- Assignment -
Only lines containing the word "marker" belong in the answer; copy each one from the records.

- Supplied information -
.....
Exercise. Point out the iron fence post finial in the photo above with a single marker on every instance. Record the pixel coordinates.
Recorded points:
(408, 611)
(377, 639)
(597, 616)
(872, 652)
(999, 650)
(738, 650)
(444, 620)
.....
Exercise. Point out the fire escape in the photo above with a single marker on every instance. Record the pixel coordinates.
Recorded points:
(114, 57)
.....
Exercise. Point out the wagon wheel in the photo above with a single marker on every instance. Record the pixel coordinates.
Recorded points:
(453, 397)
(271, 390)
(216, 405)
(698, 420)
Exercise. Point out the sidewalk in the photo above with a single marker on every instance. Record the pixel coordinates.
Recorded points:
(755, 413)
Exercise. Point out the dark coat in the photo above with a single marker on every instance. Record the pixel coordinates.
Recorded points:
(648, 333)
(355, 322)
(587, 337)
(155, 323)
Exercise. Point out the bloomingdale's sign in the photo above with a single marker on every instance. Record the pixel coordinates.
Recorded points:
.....
- Final answer -
Exercise. Point out the iron fence post finial in the photo above with a single marker on every instance. Record the pixel coordinates.
Exercise. Point out the fire escape in the photo above with a single marker on every instance. Record the pixel coordinates.
Exercise. Point out the wagon wheel in the photo above with a single marker on every instance. Record the pixel coordinates.
Exercise. Point out the sidewalk in the photo above with a single marker on every instance. Record the pixel coordinates.
Exercise. Point out the dark coat in the photo above with a single marker on every instance. Record the pixel coordinates.
Exercise. Point out the bloomingdale's sign in the photo above with a single marker on every instance. Record the pixel coordinates.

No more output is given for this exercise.